■ The task
Copy the lines below verbatim, but only from the line containing "the terracotta flower" through the end of the data.

■ Rows from a pointing dataset
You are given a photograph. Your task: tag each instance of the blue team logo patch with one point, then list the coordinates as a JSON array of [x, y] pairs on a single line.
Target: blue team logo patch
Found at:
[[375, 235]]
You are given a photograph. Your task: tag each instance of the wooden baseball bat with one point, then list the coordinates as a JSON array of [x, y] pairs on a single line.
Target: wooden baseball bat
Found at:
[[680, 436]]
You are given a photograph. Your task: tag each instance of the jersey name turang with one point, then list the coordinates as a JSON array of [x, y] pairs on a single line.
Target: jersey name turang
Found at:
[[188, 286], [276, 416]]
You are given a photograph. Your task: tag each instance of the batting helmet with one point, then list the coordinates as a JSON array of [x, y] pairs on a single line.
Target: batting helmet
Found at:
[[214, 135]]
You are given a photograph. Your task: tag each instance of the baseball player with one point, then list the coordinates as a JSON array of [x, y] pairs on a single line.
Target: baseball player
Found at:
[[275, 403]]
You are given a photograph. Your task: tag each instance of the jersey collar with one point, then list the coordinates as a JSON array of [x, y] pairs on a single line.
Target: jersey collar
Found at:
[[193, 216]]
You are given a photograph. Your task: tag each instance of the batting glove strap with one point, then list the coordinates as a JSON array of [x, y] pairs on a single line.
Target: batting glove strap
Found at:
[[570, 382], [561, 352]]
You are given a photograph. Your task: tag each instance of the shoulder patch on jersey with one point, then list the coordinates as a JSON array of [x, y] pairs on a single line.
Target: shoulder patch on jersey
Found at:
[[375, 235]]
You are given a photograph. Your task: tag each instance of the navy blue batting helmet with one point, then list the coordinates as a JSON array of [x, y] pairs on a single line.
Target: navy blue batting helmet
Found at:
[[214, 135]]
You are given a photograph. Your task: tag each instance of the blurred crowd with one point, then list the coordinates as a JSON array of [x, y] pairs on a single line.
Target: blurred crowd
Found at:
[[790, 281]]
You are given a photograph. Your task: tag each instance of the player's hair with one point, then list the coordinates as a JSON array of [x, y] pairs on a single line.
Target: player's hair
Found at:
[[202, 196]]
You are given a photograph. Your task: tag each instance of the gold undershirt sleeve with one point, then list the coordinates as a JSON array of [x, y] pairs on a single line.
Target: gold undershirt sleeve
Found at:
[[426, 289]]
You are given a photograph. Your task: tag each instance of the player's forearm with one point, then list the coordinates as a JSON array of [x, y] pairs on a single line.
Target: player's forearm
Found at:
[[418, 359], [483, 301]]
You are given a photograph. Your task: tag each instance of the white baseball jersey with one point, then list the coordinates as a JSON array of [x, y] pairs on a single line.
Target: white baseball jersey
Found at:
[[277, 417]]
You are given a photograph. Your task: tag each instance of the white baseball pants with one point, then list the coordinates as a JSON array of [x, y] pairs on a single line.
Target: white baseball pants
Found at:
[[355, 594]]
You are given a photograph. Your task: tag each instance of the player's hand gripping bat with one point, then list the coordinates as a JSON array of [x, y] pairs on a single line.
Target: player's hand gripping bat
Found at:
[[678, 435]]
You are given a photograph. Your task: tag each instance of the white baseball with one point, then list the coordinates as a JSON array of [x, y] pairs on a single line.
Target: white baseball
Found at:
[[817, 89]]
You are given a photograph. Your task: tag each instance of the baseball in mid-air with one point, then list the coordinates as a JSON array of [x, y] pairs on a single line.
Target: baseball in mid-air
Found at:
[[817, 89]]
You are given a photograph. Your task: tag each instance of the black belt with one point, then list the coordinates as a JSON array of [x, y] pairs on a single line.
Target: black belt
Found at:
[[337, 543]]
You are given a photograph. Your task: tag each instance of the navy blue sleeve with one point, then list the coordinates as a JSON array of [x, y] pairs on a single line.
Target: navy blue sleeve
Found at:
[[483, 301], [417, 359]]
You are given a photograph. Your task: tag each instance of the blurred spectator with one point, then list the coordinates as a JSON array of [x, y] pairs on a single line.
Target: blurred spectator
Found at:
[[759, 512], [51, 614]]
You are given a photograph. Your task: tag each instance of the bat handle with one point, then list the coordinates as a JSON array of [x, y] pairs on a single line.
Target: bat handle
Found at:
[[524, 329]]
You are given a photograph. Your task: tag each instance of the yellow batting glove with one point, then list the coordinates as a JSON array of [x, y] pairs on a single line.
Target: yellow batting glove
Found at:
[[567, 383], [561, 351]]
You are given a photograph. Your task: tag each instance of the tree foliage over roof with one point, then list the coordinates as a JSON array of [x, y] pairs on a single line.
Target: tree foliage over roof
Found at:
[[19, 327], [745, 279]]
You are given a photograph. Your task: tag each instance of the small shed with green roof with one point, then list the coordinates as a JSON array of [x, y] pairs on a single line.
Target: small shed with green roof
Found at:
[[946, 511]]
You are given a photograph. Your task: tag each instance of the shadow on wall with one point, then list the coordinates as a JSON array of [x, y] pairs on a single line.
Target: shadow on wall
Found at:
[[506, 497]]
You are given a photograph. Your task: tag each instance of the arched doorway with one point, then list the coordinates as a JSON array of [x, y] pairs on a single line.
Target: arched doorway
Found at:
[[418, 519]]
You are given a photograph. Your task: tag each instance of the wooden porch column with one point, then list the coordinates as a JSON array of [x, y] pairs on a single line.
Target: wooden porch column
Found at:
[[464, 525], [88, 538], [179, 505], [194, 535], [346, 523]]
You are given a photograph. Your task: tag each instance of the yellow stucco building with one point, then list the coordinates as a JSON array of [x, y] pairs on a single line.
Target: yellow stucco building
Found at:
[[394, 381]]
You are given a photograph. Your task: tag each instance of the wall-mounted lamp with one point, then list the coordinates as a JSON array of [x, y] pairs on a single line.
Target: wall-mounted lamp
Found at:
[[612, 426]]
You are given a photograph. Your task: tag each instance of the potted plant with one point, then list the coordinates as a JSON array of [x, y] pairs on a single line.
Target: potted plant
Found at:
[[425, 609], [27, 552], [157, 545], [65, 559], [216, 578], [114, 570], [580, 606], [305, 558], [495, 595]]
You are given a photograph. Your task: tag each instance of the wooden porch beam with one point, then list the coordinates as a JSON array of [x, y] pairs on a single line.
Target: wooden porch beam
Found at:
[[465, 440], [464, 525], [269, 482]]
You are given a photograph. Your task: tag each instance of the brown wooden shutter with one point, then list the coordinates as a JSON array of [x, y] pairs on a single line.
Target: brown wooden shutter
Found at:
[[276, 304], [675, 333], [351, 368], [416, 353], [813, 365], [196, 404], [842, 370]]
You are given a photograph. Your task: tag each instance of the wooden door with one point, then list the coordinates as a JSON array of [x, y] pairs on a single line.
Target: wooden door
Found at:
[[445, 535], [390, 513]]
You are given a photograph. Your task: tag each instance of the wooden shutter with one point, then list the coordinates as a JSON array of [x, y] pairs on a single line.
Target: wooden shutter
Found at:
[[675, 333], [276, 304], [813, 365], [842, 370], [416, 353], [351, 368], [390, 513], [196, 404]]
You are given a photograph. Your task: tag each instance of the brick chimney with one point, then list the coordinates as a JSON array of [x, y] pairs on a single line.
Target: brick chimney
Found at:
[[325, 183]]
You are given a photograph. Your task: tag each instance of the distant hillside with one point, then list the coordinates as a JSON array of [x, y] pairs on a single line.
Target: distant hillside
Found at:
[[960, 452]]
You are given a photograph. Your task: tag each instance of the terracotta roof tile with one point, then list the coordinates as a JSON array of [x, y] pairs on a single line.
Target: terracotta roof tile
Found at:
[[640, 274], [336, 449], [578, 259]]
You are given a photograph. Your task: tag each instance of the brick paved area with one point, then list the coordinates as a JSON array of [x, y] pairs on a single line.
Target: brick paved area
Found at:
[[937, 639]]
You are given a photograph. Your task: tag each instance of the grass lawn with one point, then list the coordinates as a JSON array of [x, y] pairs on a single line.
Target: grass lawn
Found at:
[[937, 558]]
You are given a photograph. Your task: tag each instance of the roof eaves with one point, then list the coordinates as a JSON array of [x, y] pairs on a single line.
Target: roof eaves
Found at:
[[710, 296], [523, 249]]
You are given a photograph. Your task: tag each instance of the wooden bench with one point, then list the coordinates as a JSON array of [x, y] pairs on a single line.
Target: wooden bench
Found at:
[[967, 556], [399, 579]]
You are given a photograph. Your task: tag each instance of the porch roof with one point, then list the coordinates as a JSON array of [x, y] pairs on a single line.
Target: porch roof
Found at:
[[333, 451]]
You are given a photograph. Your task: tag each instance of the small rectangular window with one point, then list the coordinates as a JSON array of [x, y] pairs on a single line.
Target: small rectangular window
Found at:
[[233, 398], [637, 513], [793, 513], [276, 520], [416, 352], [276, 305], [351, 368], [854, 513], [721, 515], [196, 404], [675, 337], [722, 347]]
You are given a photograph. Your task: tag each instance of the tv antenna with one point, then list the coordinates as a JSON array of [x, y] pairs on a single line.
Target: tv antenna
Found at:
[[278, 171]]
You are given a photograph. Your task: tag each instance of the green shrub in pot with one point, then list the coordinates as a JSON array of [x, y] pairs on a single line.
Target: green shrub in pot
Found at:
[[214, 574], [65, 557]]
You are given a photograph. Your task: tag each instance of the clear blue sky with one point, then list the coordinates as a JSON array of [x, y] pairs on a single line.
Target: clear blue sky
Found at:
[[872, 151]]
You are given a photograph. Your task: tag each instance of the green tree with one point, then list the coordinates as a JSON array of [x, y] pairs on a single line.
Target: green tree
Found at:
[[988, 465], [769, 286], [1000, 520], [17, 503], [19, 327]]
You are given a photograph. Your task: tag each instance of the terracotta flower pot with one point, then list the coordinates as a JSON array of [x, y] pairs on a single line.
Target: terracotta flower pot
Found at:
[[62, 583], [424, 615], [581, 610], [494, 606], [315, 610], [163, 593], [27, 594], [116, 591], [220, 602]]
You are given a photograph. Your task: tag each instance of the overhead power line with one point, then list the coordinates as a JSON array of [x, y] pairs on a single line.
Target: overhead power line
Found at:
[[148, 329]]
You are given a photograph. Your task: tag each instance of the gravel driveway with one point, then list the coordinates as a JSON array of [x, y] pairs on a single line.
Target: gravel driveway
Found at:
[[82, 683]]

■ Finished task
You are given a photograph. Your task: tag each instance of the terracotta flower pot with one point, then list the coordinates as a JSON array of [x, y] pairs on a single line.
Target: terracotta flower pot
Found at:
[[62, 583], [424, 615], [581, 610], [494, 606], [315, 610], [163, 593], [27, 594], [116, 591], [220, 602]]
You are given a photograph. Your task: tag each instance of the overhead power line with one point, then list the coordinates as a JSON array of [x, y] pairs on a single line.
Target: overhead power line
Found at:
[[148, 329]]
You are given a photograph. Your task: tag each instance of the gravel driveway with one point, then list the coordinates as a JSON array of [x, y] pairs on a single line.
Target: gravel driveway
Found at:
[[82, 683]]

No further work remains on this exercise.